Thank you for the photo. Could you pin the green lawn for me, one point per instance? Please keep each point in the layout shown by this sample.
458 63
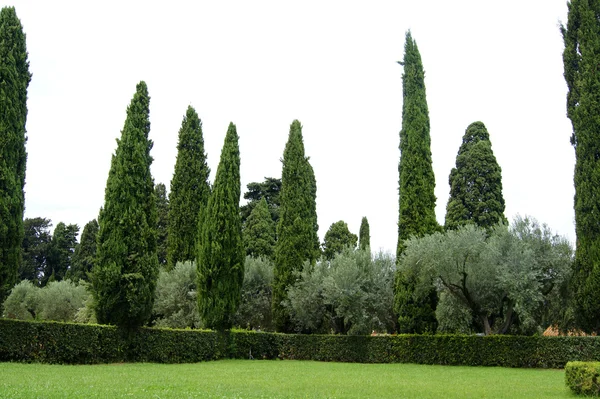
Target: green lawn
276 379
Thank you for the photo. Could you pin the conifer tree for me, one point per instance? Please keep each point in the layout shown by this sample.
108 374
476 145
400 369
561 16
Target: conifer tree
162 223
220 248
85 253
190 190
297 240
14 79
475 183
364 235
124 276
259 232
417 184
581 58
337 238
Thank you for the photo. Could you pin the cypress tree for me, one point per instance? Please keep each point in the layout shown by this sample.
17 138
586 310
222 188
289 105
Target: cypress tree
190 190
417 184
220 248
297 239
337 238
162 222
475 183
364 236
126 269
259 232
85 253
581 58
14 78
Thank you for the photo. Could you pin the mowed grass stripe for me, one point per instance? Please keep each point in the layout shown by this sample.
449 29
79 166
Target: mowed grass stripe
276 379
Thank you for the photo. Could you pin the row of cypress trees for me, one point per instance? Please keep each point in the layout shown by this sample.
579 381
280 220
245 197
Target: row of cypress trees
475 188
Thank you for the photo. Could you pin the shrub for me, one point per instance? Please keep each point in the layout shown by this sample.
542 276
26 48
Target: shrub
583 377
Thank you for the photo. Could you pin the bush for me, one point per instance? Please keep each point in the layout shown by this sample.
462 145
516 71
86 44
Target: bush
583 377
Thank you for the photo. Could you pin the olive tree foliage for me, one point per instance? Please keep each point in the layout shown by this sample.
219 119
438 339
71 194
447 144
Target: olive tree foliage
337 238
175 303
255 307
57 301
492 283
351 294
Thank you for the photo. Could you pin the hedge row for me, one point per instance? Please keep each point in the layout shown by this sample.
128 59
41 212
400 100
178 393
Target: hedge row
583 377
53 342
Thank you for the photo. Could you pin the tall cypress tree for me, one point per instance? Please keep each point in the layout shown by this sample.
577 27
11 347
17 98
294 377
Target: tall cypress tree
475 183
126 269
190 190
162 222
296 230
259 232
364 235
581 58
417 184
14 79
220 248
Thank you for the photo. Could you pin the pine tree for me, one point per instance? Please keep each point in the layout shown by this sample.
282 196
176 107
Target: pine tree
475 183
85 253
297 240
364 236
189 191
162 223
220 248
259 232
124 276
14 78
581 58
417 184
337 238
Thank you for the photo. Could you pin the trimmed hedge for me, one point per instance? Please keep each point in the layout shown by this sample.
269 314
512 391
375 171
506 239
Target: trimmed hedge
583 377
53 342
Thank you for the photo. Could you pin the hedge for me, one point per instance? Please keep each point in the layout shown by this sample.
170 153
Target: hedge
53 342
583 377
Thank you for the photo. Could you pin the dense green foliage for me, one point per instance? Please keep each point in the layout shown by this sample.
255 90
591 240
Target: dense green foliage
337 238
583 378
475 183
57 301
255 307
162 222
417 184
126 269
270 190
14 78
351 294
259 232
190 190
220 246
364 235
176 303
85 253
81 343
60 255
493 285
35 249
297 227
581 59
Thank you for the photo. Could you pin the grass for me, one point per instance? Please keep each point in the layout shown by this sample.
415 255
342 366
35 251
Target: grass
276 379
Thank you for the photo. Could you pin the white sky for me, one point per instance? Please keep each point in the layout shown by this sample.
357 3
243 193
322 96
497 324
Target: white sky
331 65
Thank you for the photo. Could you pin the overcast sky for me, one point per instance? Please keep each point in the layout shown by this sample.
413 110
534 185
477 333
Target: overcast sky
331 65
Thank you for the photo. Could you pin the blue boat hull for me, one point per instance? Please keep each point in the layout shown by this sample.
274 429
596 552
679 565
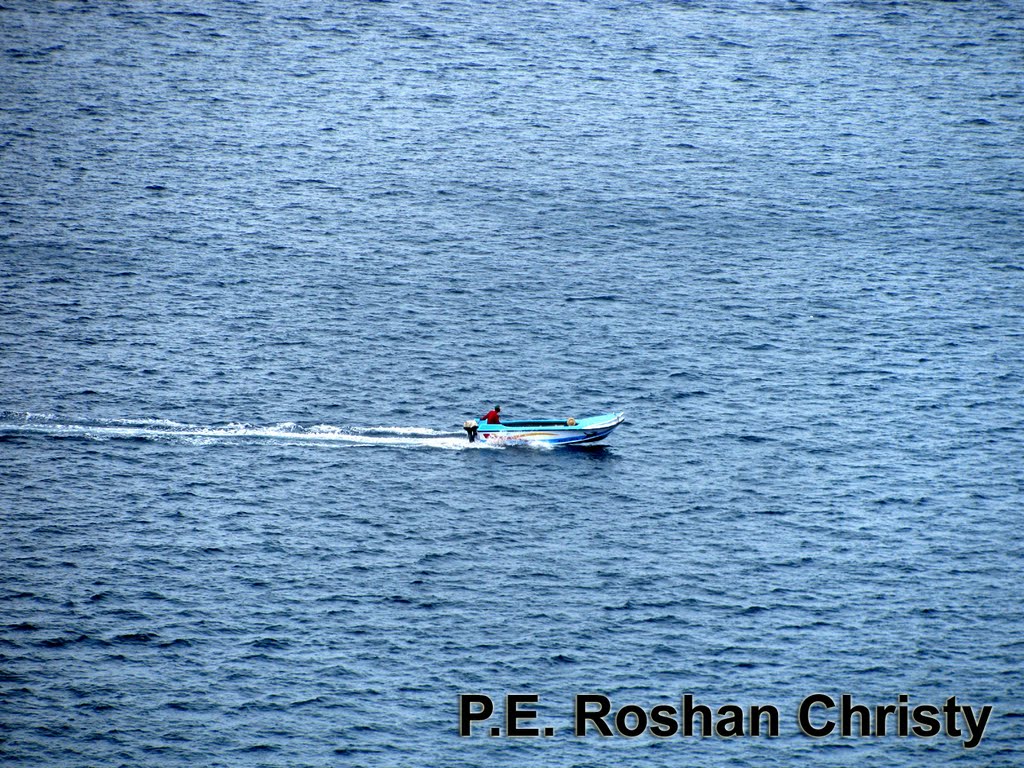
■ ■ ■ ■
▶ _Exercise brief_:
Copy the whole listing above word for word, leaving out the pictures.

▶ _Exercise result_:
Thank you for the photo. Could you pin the green lawn for me, one point per instance? Please keep each point in the layout shown by this sample.
458 63
Target: green lawn
276 379
Thank you for the photo. Could you pin the conifer tree for me, one point per instance? Please keep each point in the layout shown by this sample.
108 374
476 145
400 369
561 16
Target: conifer tree
162 223
220 248
85 253
190 190
297 240
14 79
475 183
364 235
124 276
259 232
417 184
581 58
337 238
Thank you for the photo. Could you pin the cypress tree for me, one point per instance? Please keep each point in the layout shown by this sample.
17 138
586 310
222 188
289 105
Target: cypress tree
190 190
417 184
220 248
297 239
337 238
162 222
475 183
364 236
126 269
259 232
85 253
581 58
14 78
Thank you for the photo. Could you pin the mowed grass stripe for me, one point per instance? Please keep each point in the layout shown by this sample.
449 29
79 166
Target: mowed grass stripe
276 379
Thank you for the photo. Could you pin the row of cypress trees for me, one point per instance? Please keep each point in the layout shown by this sample.
579 381
280 220
245 197
Target: row of cypress trees
475 188
Thank you for the photo. Could you pin the shrub for me, one point per instance? Please keep each point in the layout shown by this sample.
542 276
26 48
Target: shrub
583 377
Thank you for the photo. Could you pin the bush for me, one point per instance? Please keep each point in the layout shown by this sample.
462 145
516 71
86 44
Target: bush
583 377
Thank you for the photo. Could you pin the olive tree foliage for me, one point per instance? Please keep each point in the layout shown by this sample.
219 119
438 339
71 194
447 144
Target: olive tree foliage
337 238
175 303
255 307
57 301
492 283
351 294
Thank you for the photo. Could you pin the hedge row for me, one point per instance? Please keep each point in the layout shown by this sample.
128 59
41 212
400 100
178 393
Target: hedge row
583 377
53 342
Thank you for the photo. Could you pin the tall cypress tree for me, one point per instance? Please keep each point in the layout shown by this sample.
577 27
11 347
17 98
294 377
Target: tall cypress tree
475 183
126 269
190 190
162 222
296 230
259 232
364 235
581 58
417 184
14 79
220 248
Thank you for the photo. Could you pin the pine tree for me, one point per instance? Please keep each point in the layout shown by this sample.
282 196
176 107
Target: pine tree
475 183
85 253
297 240
364 236
189 191
162 223
220 248
259 232
124 276
14 78
581 58
417 184
337 238
Thank you for the photo. Could you pin the trimmed hedge for me, one point per instance? Please keep each point in the layout shown by this sample.
269 314
512 391
375 171
506 239
Target: trimmed hedge
583 377
53 342
Thank you for the photo. Could you pin the hedge for me, one point per instance? Please keep each point in the layout shown by this sample.
170 153
Target: hedge
53 342
583 377
Thank you for the photo. Could you pin the dense green foliage for me, one point per instance? Please keep each point in the layout shown by this sample.
255 90
591 240
Target: dense green foliage
337 238
583 378
475 183
57 301
255 307
162 222
417 184
126 269
270 190
14 78
351 294
259 232
190 190
220 246
364 235
176 303
85 253
81 343
60 255
493 285
35 249
297 227
581 59
Thank you for the photo. Could you pin the grass for me, one point per instance? Please keep each point in the layout shown by this sample.
415 255
342 366
35 251
Target: grass
276 379
Thank you for the photo. Could you pin the white sky for me, one point per instance? Please keep each point in the layout shown by this sample.
357 3
243 193
322 96
497 324
Target: white sky
331 65
Thank you for the photo. Could you pin the overcast sky for me, one point per instance? Please keep each point in the layout shown by this sample.
413 110
534 185
477 333
Target: overcast sky
331 65
Thank you for the photo. Could you pin the blue boat hull for me, one point per instance? Please keep each point in the layout shown by this sample.
274 429
596 552
679 565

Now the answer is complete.